"""

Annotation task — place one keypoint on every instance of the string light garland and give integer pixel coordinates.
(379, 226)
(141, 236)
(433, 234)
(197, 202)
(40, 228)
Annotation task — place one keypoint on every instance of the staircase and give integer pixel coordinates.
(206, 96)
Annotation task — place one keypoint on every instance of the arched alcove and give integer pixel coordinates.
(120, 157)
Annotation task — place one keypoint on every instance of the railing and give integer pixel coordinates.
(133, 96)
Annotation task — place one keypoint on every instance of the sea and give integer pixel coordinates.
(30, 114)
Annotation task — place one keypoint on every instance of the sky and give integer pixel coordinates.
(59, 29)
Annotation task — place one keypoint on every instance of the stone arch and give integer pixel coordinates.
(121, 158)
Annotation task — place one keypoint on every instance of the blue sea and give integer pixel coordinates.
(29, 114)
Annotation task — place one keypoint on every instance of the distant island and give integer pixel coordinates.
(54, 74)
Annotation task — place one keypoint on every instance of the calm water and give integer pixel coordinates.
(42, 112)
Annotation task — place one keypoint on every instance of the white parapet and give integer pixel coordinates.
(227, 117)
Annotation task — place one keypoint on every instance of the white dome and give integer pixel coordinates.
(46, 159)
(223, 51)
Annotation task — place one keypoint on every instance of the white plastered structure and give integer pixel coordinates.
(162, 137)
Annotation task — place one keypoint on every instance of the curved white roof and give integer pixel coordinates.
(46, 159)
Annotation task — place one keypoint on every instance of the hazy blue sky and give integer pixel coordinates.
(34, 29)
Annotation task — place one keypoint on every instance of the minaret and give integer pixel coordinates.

"""

> [What is being asked]
Lay out the part of the listing that opens with the line containing "railing and give integer pixel coordinates." and runs through the end of the listing as a Markdown table, with a "Row" column numbering each line and a "Line" column holding it. Include both ends and leave out blank lines.

> [Reply]
| Row | Line |
|---|---|
| 1 | Annotation task — place one keypoint on every instance of the railing and give integer pixel coordinates. |
| 2 | (133, 96) |
| 3 | Annotation task — place one keypoint on every instance of the sea and give integer pixel coordinates. |
| 4 | (30, 114) |
| 5 | Annotation task — place one keypoint on every instance of the sky and give integer pixel coordinates. |
| 6 | (59, 29) |
| 7 | Annotation task — place one keypoint on every instance of the stone arch and give integer pixel coordinates. |
| 8 | (121, 158) |
| 9 | Annotation task — place one keypoint on every instance of the blue sea and give integer pixel coordinates. |
| 10 | (29, 114) |
| 11 | Annotation task — place one keypoint on every instance of the distant island and give integer pixel coordinates. |
| 12 | (54, 74) |
| 13 | Annotation task — place one keypoint on every instance of the calm water and give integer pixel coordinates. |
| 14 | (42, 112) |
| 15 | Annotation task — place one keypoint on every instance of the white parapet and give integer pixel coordinates. |
| 16 | (227, 117) |
| 17 | Annotation task — place one keypoint on every instance of the white dome and give integer pixel coordinates. |
| 18 | (46, 159) |
| 19 | (223, 51) |
| 20 | Annotation task — place one keypoint on every instance of the white plastered structure and give integer pixel coordinates. |
| 21 | (162, 137) |
| 22 | Annotation task — place one keypoint on every instance of the curved white roof and give integer pixel coordinates. |
| 23 | (46, 159) |
| 24 | Annotation task — place one keypoint on every instance of the hazy blue sky and give integer pixel coordinates. |
| 25 | (34, 29) |
| 26 | Annotation task — place one keypoint on every instance of the minaret and give integer pixel coordinates. |